The poisoning comes from insecticides and chemicals used in these illegal operations.
Credit: WZZM

The U.S. Forest Service says some large drug cartels are using the nation's public forests to illegally grow marijuana.

The vastness of these forests hide these operations, sometimes for years, NPR reported. And, the insecticides and other chemicals are poisoning native wildlife and natural water sources.

"The true crime here is the fact that they're killing off basically America's public lands, killing off the wildlife, killing off our water," Kevin Mayer, a U.S. Forest Service law enforcement assistant special agent in charge, said to NPR. "This is stuff that, you know, it's not gonna repair itself."

Illegal marijuana operations on public lands are considered one of the worst cannabis-related problems in the country, according to Colorado-based historian Nick Johnson. In a blog post for Colorado State University, Johnson explains since the 1980s, illegal marijuana growers "have dumped millions of pounds of plastic and other trash into public forests, poisoned wildlife with pesticides and fertilizers, siphoned water from streams, clear-cut trees, and posted a threat to visitors and authorities alike with booby traps and guns."

National Geographic said marijuana grows on public lands are especially prevalent in an area of Northern California called the "Emerald Triangle." The area is named because of the amount of marijuana, both legal and illegal, that is grown there.
══════════
Assigned task 1
According to the article on illegal marijuana grows in public forests, which area of Northern California does National Geographic say has especially many such grows?
Assigned task 2
In the article on illegal marijuana grows in public forests, how can these operations go undetected, sometimes for years?

Provided material
══════════
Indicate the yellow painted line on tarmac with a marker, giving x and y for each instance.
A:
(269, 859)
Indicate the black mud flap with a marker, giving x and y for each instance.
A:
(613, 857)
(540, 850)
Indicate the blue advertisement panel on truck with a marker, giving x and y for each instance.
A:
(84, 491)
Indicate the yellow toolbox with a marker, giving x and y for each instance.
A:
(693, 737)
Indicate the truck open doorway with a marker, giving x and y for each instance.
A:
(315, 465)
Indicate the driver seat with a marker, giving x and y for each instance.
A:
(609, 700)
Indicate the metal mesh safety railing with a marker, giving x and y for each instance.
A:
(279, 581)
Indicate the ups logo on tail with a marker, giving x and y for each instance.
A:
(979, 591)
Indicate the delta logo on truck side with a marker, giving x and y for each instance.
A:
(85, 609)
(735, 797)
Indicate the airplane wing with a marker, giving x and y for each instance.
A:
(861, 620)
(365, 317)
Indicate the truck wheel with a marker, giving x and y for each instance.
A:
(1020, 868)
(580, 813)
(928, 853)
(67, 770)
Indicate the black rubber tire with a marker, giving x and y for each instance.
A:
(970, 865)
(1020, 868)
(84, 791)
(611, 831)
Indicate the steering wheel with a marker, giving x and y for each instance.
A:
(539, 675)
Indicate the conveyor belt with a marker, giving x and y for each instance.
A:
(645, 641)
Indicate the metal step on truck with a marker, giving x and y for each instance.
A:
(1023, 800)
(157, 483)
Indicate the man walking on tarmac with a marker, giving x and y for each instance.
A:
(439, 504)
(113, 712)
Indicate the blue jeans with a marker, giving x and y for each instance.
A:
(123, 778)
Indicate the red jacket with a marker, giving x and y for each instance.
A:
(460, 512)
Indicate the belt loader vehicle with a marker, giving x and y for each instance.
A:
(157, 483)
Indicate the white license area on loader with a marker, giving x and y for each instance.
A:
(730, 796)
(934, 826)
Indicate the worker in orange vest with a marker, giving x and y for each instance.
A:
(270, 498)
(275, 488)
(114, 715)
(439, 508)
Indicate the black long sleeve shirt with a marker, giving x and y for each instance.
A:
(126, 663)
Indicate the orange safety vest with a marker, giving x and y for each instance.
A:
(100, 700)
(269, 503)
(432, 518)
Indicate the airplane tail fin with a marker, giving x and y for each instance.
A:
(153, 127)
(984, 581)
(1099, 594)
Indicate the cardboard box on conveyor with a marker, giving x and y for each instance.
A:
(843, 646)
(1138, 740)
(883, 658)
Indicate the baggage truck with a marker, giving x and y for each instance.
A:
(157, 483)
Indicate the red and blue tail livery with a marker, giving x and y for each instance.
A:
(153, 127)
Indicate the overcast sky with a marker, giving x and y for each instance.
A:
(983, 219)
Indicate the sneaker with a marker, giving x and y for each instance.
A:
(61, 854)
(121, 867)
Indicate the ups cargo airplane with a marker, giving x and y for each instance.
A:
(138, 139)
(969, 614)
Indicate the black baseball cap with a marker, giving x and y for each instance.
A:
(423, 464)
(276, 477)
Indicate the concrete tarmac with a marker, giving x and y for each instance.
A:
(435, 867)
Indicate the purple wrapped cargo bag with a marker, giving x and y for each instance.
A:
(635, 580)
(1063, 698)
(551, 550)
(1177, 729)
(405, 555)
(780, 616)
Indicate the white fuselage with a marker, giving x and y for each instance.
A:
══════════
Answer space 1
The "Emerald Triangle."

Answer space 2
The article says the vastness of the forests hides the operations, sometimes for years.